▶ ASSIGNMENT:
Pull out every line in the data that has the string "coordinates" in it.

▶ DATA SHOWN:
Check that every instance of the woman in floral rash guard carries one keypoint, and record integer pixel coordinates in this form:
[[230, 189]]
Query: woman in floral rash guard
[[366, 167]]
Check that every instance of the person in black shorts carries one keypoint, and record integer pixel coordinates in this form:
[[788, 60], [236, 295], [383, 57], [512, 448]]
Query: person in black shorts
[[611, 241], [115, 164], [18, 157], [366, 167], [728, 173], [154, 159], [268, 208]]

▶ SOLUTION FOR THIS EXERCISE:
Check that every instance of the woman in floral rash guard carries one keypoint, and record integer pixel coordinates in this form:
Check that every instance of the person in black shorts carries one keypoint, and record integer pixel coordinates in this form:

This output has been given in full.